(Data listing)

[BEGIN]

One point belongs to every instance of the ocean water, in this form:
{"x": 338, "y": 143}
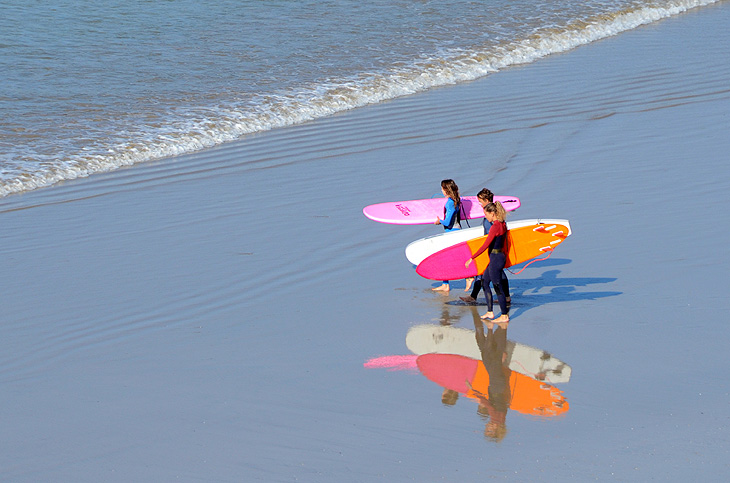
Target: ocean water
{"x": 88, "y": 87}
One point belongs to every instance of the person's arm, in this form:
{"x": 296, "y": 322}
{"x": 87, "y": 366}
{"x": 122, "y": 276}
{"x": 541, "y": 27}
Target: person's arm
{"x": 490, "y": 236}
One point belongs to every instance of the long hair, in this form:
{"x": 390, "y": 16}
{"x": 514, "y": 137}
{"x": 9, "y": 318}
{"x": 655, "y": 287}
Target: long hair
{"x": 497, "y": 209}
{"x": 486, "y": 195}
{"x": 452, "y": 191}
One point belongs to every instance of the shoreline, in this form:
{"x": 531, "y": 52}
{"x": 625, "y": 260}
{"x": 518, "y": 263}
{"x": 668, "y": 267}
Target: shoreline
{"x": 208, "y": 316}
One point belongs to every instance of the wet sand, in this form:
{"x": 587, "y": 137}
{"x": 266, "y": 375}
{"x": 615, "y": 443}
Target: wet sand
{"x": 208, "y": 317}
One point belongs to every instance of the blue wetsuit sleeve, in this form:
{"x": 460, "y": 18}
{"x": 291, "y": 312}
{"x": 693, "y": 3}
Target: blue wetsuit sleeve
{"x": 450, "y": 216}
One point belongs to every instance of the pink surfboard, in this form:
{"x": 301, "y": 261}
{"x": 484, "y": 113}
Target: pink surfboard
{"x": 423, "y": 212}
{"x": 525, "y": 243}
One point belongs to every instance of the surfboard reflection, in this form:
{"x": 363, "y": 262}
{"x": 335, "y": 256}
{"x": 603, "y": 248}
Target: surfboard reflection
{"x": 482, "y": 365}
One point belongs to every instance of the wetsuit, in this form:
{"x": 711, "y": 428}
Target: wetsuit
{"x": 451, "y": 216}
{"x": 451, "y": 221}
{"x": 479, "y": 283}
{"x": 496, "y": 243}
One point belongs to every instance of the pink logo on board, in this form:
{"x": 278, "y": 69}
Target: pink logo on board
{"x": 403, "y": 209}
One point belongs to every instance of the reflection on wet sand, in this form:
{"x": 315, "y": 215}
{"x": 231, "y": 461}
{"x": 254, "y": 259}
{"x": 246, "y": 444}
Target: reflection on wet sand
{"x": 482, "y": 369}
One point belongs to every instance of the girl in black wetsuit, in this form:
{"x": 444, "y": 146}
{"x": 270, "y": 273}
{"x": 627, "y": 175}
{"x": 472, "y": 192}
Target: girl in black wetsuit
{"x": 496, "y": 243}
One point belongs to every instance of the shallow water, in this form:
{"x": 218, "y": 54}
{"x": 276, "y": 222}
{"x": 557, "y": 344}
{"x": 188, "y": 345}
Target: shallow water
{"x": 209, "y": 316}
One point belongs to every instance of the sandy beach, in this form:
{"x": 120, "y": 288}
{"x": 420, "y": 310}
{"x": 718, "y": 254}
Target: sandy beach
{"x": 208, "y": 317}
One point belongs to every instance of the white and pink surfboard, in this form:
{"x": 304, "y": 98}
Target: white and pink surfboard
{"x": 423, "y": 212}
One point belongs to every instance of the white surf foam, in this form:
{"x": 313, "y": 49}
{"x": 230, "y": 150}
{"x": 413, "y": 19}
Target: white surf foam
{"x": 201, "y": 130}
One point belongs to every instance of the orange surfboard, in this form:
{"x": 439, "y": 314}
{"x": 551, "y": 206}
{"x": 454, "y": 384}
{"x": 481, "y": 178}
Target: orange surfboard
{"x": 470, "y": 377}
{"x": 524, "y": 243}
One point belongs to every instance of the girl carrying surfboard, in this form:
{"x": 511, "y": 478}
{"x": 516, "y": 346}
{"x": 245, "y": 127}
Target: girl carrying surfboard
{"x": 452, "y": 220}
{"x": 496, "y": 243}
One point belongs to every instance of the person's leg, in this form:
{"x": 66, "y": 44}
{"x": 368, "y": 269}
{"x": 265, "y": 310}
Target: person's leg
{"x": 475, "y": 288}
{"x": 488, "y": 295}
{"x": 496, "y": 270}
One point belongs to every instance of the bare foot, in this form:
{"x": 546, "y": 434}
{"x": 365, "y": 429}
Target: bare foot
{"x": 502, "y": 319}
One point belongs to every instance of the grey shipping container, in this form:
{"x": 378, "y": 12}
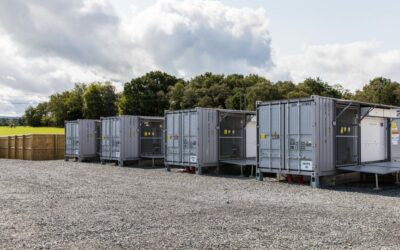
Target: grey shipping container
{"x": 203, "y": 137}
{"x": 82, "y": 139}
{"x": 130, "y": 138}
{"x": 319, "y": 136}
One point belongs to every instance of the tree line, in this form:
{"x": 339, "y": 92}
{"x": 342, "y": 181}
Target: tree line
{"x": 157, "y": 91}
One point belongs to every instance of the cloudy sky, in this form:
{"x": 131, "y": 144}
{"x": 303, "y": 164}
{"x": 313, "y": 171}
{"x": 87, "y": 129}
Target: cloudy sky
{"x": 47, "y": 45}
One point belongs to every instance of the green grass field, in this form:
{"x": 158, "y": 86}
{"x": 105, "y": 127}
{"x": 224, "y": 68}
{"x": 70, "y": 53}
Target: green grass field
{"x": 5, "y": 130}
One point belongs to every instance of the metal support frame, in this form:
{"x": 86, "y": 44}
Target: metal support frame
{"x": 314, "y": 182}
{"x": 344, "y": 110}
{"x": 377, "y": 188}
{"x": 366, "y": 114}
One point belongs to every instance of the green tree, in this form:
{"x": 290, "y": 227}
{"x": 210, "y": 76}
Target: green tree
{"x": 316, "y": 86}
{"x": 37, "y": 116}
{"x": 148, "y": 95}
{"x": 75, "y": 102}
{"x": 99, "y": 100}
{"x": 380, "y": 90}
{"x": 262, "y": 90}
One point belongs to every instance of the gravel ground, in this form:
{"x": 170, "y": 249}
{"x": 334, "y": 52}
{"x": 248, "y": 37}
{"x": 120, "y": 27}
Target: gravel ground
{"x": 89, "y": 206}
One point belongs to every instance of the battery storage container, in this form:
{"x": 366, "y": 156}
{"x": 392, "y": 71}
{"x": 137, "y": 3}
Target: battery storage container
{"x": 316, "y": 136}
{"x": 203, "y": 137}
{"x": 82, "y": 139}
{"x": 131, "y": 138}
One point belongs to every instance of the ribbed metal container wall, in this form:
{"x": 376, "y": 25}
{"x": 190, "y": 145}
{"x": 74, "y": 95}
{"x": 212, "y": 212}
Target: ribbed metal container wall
{"x": 192, "y": 137}
{"x": 204, "y": 137}
{"x": 296, "y": 136}
{"x": 120, "y": 138}
{"x": 126, "y": 138}
{"x": 82, "y": 138}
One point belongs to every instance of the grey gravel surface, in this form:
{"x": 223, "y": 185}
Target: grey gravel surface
{"x": 67, "y": 205}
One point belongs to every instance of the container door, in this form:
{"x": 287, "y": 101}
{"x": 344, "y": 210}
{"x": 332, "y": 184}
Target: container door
{"x": 347, "y": 136}
{"x": 72, "y": 139}
{"x": 299, "y": 136}
{"x": 231, "y": 136}
{"x": 173, "y": 137}
{"x": 68, "y": 139}
{"x": 189, "y": 140}
{"x": 106, "y": 138}
{"x": 151, "y": 137}
{"x": 374, "y": 139}
{"x": 115, "y": 138}
{"x": 271, "y": 126}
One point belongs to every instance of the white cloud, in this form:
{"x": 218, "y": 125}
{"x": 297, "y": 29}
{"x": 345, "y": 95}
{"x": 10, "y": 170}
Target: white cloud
{"x": 352, "y": 64}
{"x": 48, "y": 45}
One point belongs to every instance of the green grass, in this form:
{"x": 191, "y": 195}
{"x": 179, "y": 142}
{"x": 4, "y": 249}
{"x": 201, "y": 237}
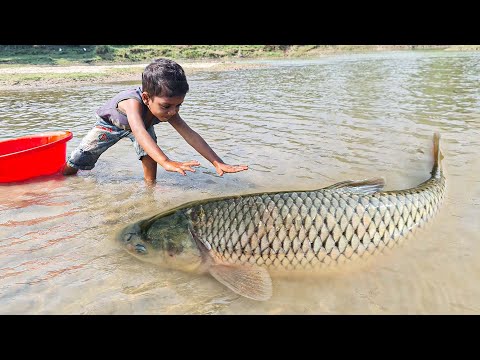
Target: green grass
{"x": 101, "y": 54}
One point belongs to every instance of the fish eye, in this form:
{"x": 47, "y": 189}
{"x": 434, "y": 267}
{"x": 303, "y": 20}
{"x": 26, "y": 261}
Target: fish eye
{"x": 140, "y": 249}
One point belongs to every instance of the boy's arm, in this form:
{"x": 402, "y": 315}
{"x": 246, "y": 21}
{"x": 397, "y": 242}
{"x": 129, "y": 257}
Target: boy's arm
{"x": 199, "y": 144}
{"x": 133, "y": 109}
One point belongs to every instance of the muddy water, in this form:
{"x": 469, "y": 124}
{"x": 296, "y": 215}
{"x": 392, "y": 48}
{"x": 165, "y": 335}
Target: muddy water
{"x": 298, "y": 124}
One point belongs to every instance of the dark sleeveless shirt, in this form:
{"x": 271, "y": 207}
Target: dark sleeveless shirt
{"x": 110, "y": 112}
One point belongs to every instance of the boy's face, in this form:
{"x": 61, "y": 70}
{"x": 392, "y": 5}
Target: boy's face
{"x": 163, "y": 107}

[END]

**GIVEN EXERCISE**
In the records above, find the line with "One point belongs to every instance of the grey gravel" and copy from it through the last line exactly, without the pictures.

**REPLY**
One point belongs to every instance of the grey gravel surface, in this form:
{"x": 223, "y": 185}
Target: grey gravel surface
{"x": 67, "y": 205}
One point belongs to every instance of the container door, in this form:
{"x": 287, "y": 101}
{"x": 344, "y": 210}
{"x": 332, "y": 184}
Target: container door
{"x": 347, "y": 136}
{"x": 72, "y": 139}
{"x": 299, "y": 136}
{"x": 231, "y": 136}
{"x": 173, "y": 137}
{"x": 68, "y": 139}
{"x": 189, "y": 140}
{"x": 106, "y": 138}
{"x": 151, "y": 137}
{"x": 374, "y": 139}
{"x": 115, "y": 138}
{"x": 271, "y": 126}
One point belongs to every instance of the white cloud, in this form:
{"x": 218, "y": 125}
{"x": 297, "y": 29}
{"x": 345, "y": 95}
{"x": 10, "y": 170}
Target: white cloud
{"x": 352, "y": 64}
{"x": 48, "y": 45}
One point belongs to every instance of the green grass, in this form:
{"x": 191, "y": 195}
{"x": 179, "y": 142}
{"x": 4, "y": 249}
{"x": 201, "y": 237}
Target: green grass
{"x": 101, "y": 54}
One point belongs to every instance of the fish eye, in this form:
{"x": 47, "y": 189}
{"x": 434, "y": 267}
{"x": 303, "y": 20}
{"x": 26, "y": 261}
Target: fish eye
{"x": 140, "y": 249}
One point belongs to every instance of the boy's arm, in this form:
{"x": 402, "y": 315}
{"x": 246, "y": 21}
{"x": 397, "y": 242}
{"x": 129, "y": 257}
Target: boy's arm
{"x": 199, "y": 144}
{"x": 133, "y": 109}
One point belongs to every instance of the muddy water, in this form:
{"x": 469, "y": 124}
{"x": 296, "y": 215}
{"x": 392, "y": 48}
{"x": 165, "y": 335}
Target: muddy water
{"x": 298, "y": 124}
One point belongs to every instance of the dark sleeveless shirt, in this form:
{"x": 271, "y": 207}
Target: dark sleeveless shirt
{"x": 110, "y": 112}
One point belongs to every instance of the boy's face, in this form:
{"x": 61, "y": 70}
{"x": 392, "y": 5}
Target: boy's face
{"x": 163, "y": 107}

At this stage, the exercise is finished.